DIRECTIVE
Edit the part of the records that opens with the line containing "the white countertop" and closes with the line containing "520,9,640,566": write it out again with "glass light shade" replaced by "glass lampshade" and nothing else changed.

Stored entries:
(begin)
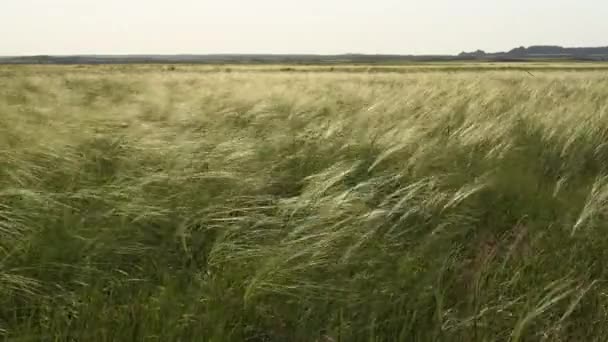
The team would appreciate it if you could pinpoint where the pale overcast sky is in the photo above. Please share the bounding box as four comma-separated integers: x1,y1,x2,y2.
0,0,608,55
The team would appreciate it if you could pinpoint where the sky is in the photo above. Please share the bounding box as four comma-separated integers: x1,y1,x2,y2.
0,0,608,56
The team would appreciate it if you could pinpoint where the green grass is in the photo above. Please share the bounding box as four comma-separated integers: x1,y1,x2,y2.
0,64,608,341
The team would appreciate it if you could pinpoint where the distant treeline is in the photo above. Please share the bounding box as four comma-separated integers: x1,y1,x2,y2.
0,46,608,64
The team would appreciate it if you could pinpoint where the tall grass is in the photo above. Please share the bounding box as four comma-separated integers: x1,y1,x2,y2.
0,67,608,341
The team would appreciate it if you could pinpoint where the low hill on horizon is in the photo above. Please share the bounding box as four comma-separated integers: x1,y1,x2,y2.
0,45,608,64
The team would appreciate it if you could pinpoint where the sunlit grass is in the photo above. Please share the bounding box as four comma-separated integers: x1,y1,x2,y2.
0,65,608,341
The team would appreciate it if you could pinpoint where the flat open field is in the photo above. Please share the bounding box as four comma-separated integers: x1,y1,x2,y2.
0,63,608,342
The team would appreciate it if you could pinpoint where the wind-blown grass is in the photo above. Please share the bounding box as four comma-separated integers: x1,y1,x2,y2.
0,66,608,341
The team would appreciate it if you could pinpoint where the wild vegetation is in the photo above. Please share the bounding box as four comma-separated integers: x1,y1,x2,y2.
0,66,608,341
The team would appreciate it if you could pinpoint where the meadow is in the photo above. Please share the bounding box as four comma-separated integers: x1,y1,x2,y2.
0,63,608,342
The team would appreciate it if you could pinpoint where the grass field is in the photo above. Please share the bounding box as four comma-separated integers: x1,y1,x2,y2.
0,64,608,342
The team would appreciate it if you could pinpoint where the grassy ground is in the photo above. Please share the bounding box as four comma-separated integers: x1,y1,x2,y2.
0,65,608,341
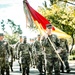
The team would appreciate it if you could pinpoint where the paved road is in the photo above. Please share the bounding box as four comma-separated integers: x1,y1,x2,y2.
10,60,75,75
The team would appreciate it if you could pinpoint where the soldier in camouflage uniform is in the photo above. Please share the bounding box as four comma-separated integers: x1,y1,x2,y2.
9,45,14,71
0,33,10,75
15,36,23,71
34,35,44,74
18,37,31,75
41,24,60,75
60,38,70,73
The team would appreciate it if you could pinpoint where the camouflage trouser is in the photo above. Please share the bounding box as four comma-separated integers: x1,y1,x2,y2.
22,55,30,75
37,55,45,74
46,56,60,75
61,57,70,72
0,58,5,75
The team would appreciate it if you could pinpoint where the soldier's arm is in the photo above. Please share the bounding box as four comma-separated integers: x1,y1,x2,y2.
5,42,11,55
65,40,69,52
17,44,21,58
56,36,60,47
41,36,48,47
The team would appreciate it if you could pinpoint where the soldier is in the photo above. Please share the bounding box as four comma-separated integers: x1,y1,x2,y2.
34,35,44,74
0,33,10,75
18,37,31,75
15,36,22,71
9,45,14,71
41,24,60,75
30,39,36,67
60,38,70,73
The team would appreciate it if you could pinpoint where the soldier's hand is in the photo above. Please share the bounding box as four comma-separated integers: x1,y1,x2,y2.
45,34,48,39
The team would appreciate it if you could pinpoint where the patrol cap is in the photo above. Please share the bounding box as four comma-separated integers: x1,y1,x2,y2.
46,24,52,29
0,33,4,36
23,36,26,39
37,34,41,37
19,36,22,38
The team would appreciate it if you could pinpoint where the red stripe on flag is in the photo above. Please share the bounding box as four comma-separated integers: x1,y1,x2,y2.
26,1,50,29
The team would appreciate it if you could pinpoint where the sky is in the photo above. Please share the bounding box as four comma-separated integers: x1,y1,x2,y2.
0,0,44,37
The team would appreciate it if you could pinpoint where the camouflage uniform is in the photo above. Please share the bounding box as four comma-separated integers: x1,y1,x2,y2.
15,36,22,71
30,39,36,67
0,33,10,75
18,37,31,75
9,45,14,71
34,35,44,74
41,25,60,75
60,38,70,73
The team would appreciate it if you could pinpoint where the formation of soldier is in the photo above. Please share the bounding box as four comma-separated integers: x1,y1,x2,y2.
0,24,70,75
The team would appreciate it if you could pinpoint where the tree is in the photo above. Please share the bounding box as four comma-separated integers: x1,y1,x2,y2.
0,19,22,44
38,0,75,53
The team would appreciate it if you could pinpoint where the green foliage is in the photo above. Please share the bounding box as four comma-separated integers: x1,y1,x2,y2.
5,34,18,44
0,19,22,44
(end)
(begin)
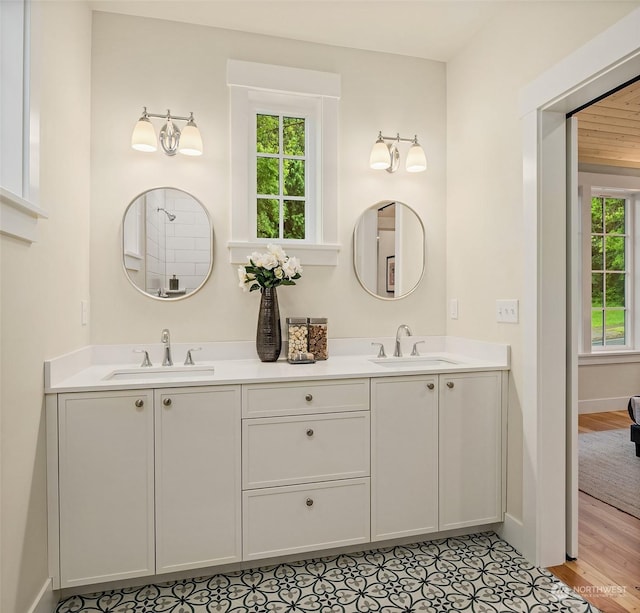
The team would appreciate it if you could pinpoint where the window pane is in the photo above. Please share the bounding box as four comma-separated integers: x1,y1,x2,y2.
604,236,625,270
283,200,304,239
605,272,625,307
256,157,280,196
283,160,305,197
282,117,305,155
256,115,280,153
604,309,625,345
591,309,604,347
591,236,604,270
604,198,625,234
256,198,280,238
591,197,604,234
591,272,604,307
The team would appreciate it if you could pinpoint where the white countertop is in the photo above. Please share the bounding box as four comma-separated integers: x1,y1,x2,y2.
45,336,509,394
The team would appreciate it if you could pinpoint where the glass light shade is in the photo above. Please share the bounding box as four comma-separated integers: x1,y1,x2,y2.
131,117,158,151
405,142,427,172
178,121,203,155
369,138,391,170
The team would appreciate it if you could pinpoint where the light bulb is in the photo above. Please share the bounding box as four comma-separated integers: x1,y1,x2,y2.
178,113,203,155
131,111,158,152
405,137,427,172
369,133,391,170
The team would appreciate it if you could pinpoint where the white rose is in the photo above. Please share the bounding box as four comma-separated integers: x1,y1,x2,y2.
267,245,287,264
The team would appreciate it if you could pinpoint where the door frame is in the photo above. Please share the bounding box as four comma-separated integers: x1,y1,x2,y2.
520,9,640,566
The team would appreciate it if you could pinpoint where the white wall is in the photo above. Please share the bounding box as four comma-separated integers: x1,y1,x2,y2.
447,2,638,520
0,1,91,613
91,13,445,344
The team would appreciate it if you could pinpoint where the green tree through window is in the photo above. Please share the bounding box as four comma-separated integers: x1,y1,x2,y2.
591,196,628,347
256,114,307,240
(end)
SOLUTION TO THE PROBLEM
The team would appreciate it if you could pinpoint where the white countertop is in the photo above. Please share the bounding box as four comma-separated integers: x1,y1,x2,y2.
45,336,509,394
The team would appreciate it if you could pinpoint where the glass lampshade is in the photo above. Please share the bounding box as four comma-separated integers: x1,y1,x2,y2.
131,117,158,151
405,142,427,172
178,121,203,155
369,138,391,170
The team would appreciate it if you could pinpoint where the light bulb is in the photo above. Please share the bounding box as four comma-separated integers: x1,y1,x2,y2.
178,113,203,155
131,111,158,152
405,137,427,172
369,133,391,170
The team would appreciate it if you could pinpoint where the white rose is in the photo above. Please share the bounding box as four comma-separated integers: x1,y1,x2,y2.
267,245,287,264
The team would appreciate it if you could pinpoint where the door frame is in the photo above. Please share the bounding box as four comma-separated integers: x1,y1,x2,y2.
520,9,640,566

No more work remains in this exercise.